#### TASK STATEMENT:
The lines to extract begin at the line that contains "Would you mind marking the dry" and run through the last line of the listing; reproduce them exactly, minus any pictures.

#### TASK DATA:

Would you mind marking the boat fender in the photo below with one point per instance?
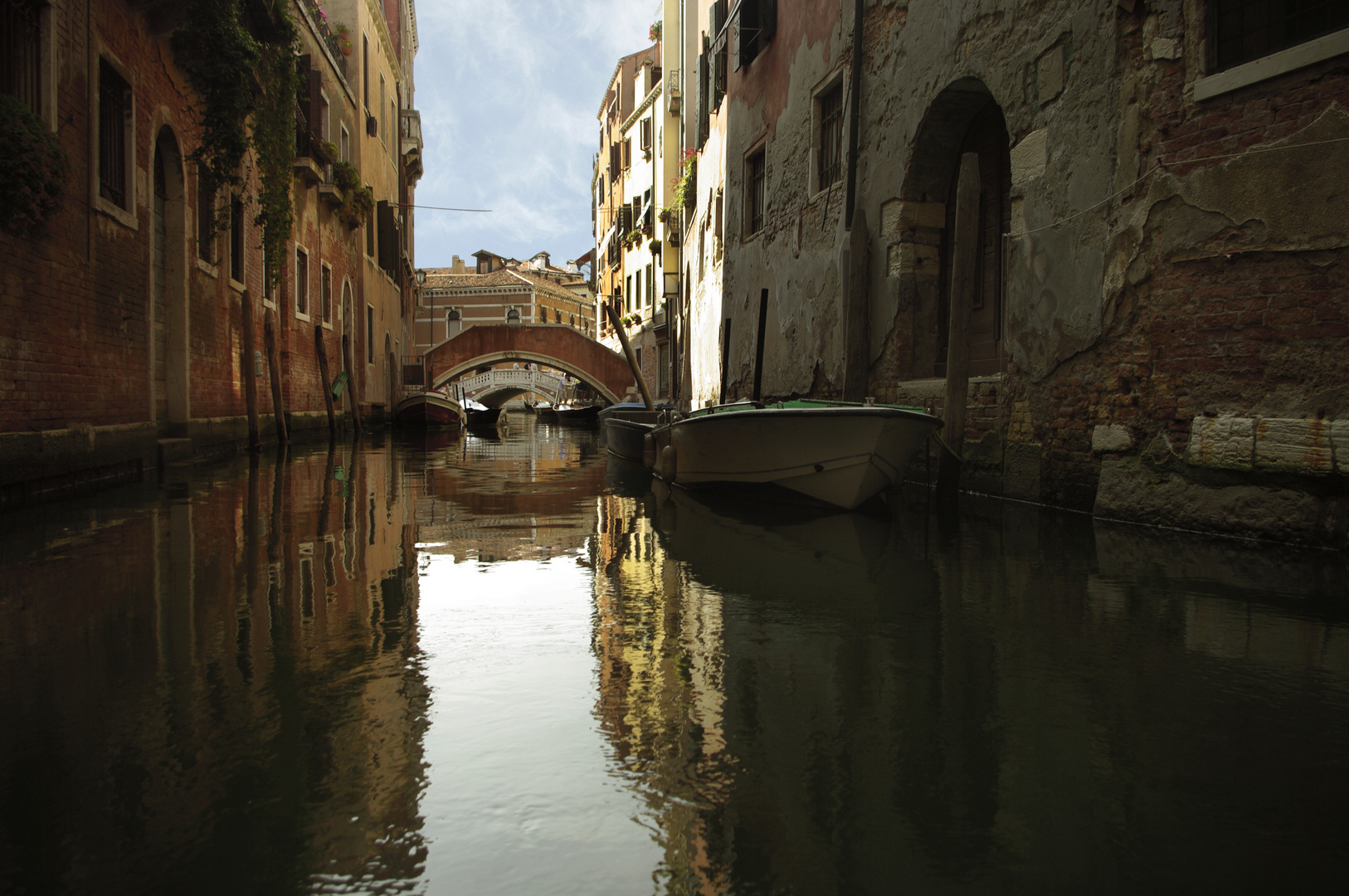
(670, 463)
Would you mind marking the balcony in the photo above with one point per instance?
(412, 144)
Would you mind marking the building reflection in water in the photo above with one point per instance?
(219, 691)
(846, 704)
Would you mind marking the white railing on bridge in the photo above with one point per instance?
(495, 379)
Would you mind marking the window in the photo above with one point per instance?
(21, 53)
(754, 191)
(1245, 30)
(364, 71)
(370, 334)
(301, 282)
(325, 292)
(205, 219)
(236, 239)
(323, 118)
(114, 135)
(830, 158)
(370, 232)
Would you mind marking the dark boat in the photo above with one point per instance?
(428, 409)
(625, 428)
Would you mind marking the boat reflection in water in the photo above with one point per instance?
(857, 704)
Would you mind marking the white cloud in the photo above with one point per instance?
(508, 94)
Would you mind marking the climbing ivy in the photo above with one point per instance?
(245, 69)
(32, 170)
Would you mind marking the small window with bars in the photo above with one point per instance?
(830, 159)
(754, 192)
(236, 239)
(114, 134)
(325, 293)
(21, 51)
(1241, 32)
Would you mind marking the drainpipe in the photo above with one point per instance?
(855, 114)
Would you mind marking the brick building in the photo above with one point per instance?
(1159, 323)
(122, 320)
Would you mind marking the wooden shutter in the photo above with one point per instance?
(387, 236)
(316, 105)
(306, 108)
(703, 107)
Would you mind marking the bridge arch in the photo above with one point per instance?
(553, 344)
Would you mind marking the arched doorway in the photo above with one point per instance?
(168, 289)
(963, 118)
(348, 335)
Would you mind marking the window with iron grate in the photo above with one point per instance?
(1241, 32)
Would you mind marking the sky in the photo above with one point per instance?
(508, 94)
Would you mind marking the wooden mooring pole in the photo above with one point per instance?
(631, 357)
(250, 374)
(351, 382)
(963, 262)
(278, 407)
(327, 383)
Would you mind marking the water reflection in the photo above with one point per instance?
(215, 691)
(508, 663)
(849, 704)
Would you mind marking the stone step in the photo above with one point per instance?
(174, 451)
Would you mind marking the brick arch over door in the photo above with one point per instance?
(965, 118)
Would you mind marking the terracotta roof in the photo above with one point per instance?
(436, 280)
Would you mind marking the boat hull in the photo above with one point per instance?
(482, 417)
(840, 455)
(583, 416)
(428, 409)
(625, 437)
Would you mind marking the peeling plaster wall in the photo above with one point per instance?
(1168, 260)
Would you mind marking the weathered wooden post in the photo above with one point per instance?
(758, 347)
(351, 382)
(857, 310)
(278, 407)
(323, 373)
(965, 250)
(250, 374)
(631, 358)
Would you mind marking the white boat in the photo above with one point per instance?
(836, 452)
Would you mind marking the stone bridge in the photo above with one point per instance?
(556, 346)
(497, 386)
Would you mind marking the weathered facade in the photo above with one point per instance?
(1159, 324)
(123, 335)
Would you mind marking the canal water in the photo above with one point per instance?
(467, 665)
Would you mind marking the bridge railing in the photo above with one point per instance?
(532, 379)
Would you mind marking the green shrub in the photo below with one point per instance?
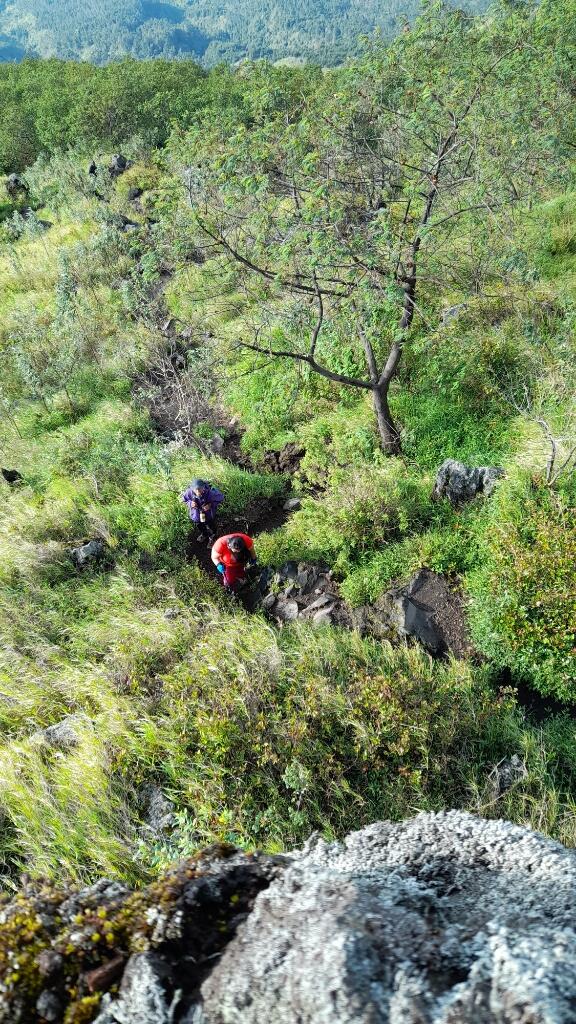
(524, 607)
(359, 512)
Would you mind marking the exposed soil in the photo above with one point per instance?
(446, 604)
(285, 461)
(260, 516)
(537, 707)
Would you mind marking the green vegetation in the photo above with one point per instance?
(283, 201)
(320, 31)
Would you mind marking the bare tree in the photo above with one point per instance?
(356, 209)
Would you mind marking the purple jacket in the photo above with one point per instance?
(210, 496)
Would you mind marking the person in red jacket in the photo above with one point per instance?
(233, 555)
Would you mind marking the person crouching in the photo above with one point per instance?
(234, 555)
(203, 502)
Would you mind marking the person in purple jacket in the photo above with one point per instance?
(203, 502)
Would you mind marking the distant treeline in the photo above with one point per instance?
(210, 31)
(52, 104)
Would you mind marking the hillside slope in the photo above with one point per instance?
(323, 31)
(144, 713)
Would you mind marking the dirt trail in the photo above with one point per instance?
(261, 515)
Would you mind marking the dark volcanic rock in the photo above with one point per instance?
(16, 186)
(426, 609)
(443, 920)
(11, 475)
(307, 592)
(461, 483)
(87, 553)
(286, 461)
(118, 165)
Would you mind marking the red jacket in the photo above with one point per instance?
(221, 553)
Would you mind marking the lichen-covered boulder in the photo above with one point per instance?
(88, 553)
(461, 483)
(446, 919)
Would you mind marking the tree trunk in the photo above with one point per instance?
(387, 430)
(389, 435)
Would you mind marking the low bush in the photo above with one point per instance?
(524, 601)
(358, 513)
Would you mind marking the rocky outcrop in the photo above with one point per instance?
(306, 592)
(427, 609)
(64, 735)
(461, 483)
(118, 165)
(87, 554)
(444, 919)
(285, 461)
(11, 475)
(16, 187)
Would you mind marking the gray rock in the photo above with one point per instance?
(446, 919)
(320, 602)
(118, 165)
(87, 553)
(461, 483)
(142, 997)
(63, 735)
(426, 609)
(159, 811)
(286, 611)
(292, 505)
(49, 1006)
(324, 616)
(506, 773)
(217, 444)
(453, 312)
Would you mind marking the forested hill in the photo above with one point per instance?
(212, 31)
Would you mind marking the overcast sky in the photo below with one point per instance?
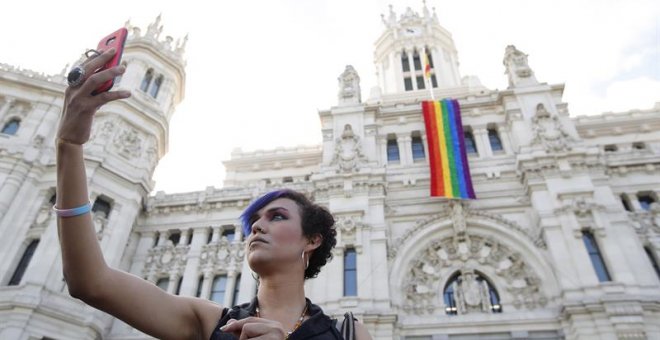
(258, 71)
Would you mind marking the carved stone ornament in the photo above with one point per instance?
(348, 151)
(167, 259)
(423, 284)
(549, 132)
(349, 86)
(461, 217)
(129, 143)
(222, 255)
(348, 226)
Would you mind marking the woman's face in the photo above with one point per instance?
(276, 240)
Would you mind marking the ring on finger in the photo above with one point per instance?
(92, 53)
(76, 76)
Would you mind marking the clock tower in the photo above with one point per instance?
(399, 53)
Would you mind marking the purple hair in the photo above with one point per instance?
(257, 204)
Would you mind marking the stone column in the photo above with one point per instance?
(12, 183)
(481, 140)
(6, 106)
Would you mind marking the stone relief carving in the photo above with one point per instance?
(468, 215)
(549, 132)
(166, 259)
(423, 283)
(222, 255)
(471, 295)
(348, 151)
(348, 226)
(349, 86)
(129, 143)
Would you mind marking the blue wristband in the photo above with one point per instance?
(81, 210)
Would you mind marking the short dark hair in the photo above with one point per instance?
(315, 220)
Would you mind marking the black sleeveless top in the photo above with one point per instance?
(318, 327)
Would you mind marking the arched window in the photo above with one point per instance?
(645, 200)
(596, 257)
(163, 283)
(229, 233)
(103, 206)
(11, 127)
(417, 147)
(237, 288)
(458, 284)
(470, 145)
(392, 149)
(219, 289)
(350, 272)
(494, 139)
(153, 91)
(146, 81)
(200, 283)
(23, 263)
(175, 237)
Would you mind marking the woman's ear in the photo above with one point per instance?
(314, 242)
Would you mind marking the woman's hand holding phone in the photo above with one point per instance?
(79, 102)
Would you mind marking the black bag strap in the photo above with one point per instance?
(347, 326)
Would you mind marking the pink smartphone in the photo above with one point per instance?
(117, 40)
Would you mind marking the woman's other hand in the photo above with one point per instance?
(254, 327)
(79, 104)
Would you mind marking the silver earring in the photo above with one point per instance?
(305, 262)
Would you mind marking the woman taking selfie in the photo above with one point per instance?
(288, 239)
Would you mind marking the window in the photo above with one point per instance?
(11, 127)
(229, 233)
(200, 283)
(405, 63)
(153, 91)
(639, 146)
(392, 149)
(417, 61)
(610, 148)
(626, 202)
(494, 139)
(653, 259)
(219, 288)
(595, 256)
(449, 295)
(407, 83)
(420, 83)
(470, 146)
(163, 283)
(645, 201)
(417, 147)
(237, 288)
(103, 206)
(146, 81)
(175, 237)
(178, 286)
(350, 272)
(23, 263)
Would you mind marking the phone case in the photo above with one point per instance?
(117, 40)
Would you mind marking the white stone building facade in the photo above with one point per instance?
(563, 241)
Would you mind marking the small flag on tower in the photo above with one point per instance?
(427, 65)
(450, 172)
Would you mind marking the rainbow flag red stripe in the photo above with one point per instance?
(450, 172)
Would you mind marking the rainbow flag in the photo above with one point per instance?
(450, 172)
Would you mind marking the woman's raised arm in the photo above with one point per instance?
(127, 297)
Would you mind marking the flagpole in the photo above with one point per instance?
(427, 74)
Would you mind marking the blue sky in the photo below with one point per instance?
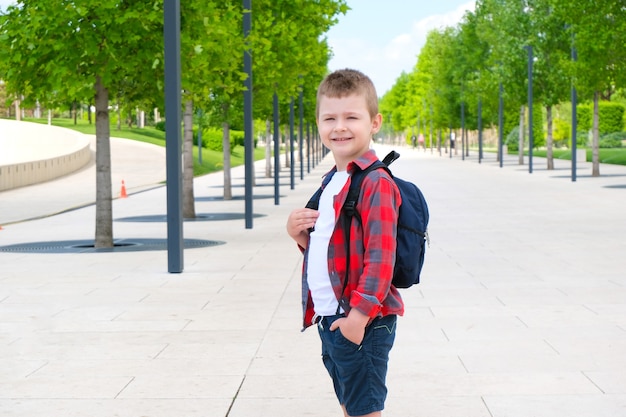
(382, 38)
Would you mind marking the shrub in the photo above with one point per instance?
(613, 140)
(512, 140)
(160, 126)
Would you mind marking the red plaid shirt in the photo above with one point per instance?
(372, 246)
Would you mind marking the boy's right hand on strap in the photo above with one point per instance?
(299, 222)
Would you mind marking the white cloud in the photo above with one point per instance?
(384, 64)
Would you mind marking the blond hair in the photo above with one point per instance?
(345, 82)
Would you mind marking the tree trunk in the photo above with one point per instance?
(268, 148)
(520, 141)
(228, 190)
(189, 211)
(595, 170)
(104, 209)
(18, 113)
(550, 144)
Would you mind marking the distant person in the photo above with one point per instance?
(420, 141)
(355, 307)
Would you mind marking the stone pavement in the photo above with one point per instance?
(521, 312)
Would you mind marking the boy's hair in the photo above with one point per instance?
(345, 82)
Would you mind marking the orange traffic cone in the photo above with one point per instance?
(123, 191)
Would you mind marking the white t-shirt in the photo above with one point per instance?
(324, 299)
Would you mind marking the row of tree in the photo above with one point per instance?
(574, 43)
(111, 51)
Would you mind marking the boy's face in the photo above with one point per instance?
(346, 127)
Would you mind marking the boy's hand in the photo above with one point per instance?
(299, 223)
(352, 327)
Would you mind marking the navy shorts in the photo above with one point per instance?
(359, 371)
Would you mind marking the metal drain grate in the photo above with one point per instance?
(203, 217)
(87, 246)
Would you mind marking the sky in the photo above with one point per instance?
(382, 38)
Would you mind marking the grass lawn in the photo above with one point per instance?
(212, 161)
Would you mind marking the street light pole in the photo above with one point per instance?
(173, 104)
(530, 109)
(574, 116)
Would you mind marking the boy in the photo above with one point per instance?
(356, 318)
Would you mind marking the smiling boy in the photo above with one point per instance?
(351, 301)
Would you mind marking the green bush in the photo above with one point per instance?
(512, 140)
(613, 140)
(212, 139)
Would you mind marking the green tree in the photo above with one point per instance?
(84, 49)
(598, 28)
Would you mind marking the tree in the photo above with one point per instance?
(84, 49)
(598, 28)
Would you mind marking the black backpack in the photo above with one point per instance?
(412, 232)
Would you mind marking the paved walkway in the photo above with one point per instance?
(522, 309)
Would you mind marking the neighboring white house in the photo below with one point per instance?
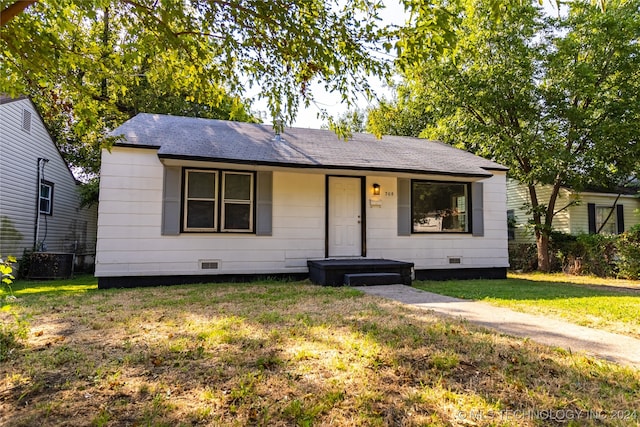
(578, 212)
(39, 201)
(186, 199)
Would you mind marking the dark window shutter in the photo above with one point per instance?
(591, 212)
(264, 203)
(171, 191)
(620, 218)
(477, 206)
(404, 207)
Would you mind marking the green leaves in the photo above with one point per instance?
(91, 65)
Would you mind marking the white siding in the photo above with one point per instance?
(68, 228)
(130, 241)
(574, 219)
(432, 251)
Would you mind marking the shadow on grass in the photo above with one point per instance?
(292, 354)
(77, 285)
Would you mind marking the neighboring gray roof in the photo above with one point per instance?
(248, 143)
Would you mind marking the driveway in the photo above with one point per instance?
(557, 333)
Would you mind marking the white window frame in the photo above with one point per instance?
(214, 199)
(49, 199)
(249, 202)
(434, 223)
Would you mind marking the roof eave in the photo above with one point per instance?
(325, 166)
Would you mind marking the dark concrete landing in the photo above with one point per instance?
(332, 272)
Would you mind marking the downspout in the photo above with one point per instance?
(43, 161)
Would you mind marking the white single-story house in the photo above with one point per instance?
(193, 200)
(585, 212)
(39, 200)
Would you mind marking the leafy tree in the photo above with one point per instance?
(351, 120)
(87, 51)
(557, 100)
(91, 65)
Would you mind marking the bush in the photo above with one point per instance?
(523, 257)
(628, 246)
(589, 254)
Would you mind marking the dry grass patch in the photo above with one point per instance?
(288, 354)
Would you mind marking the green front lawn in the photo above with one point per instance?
(609, 304)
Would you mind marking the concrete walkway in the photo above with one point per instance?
(613, 347)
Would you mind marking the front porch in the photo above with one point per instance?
(360, 271)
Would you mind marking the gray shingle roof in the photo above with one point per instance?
(247, 143)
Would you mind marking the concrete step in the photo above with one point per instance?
(363, 279)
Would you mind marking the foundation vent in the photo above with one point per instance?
(209, 264)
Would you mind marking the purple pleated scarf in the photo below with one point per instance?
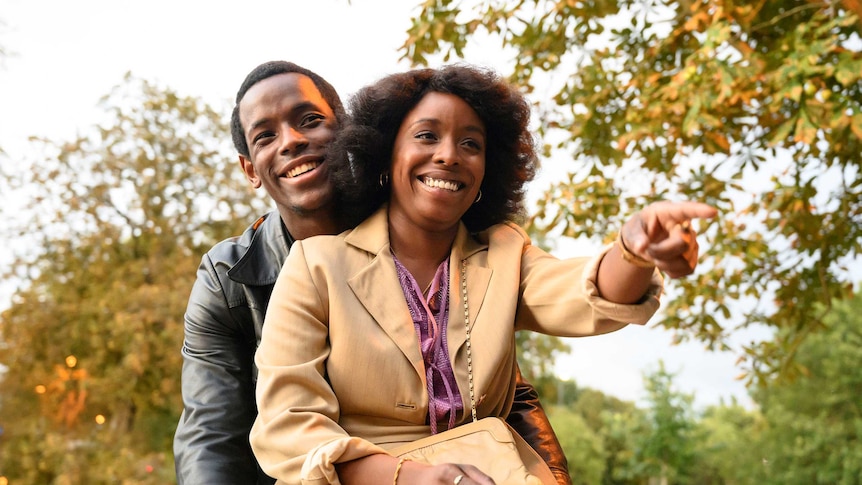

#### ANSWER TO THE PROBLEM:
Would you mind marking the dry grass patch in the photo above with one point per instance?
(288, 354)
Would you mind marking the green front lawn in the photo above with one point per instance?
(609, 304)
Would you mind marking the concrete walkway in the photo above with one point per instance?
(613, 347)
Would you mind marking the front porch in the photo above with one point per instance?
(360, 271)
Would you mind marking the gray shingle roof in the photo above with one point per instance?
(247, 143)
Would you mind marking the concrete step in the photo above with one point per instance?
(363, 279)
Would you mind marking the foundation vent in the photo above with one point per instance?
(209, 264)
Would you mind marking the purple pleated scarf in the photo below with one point per instance?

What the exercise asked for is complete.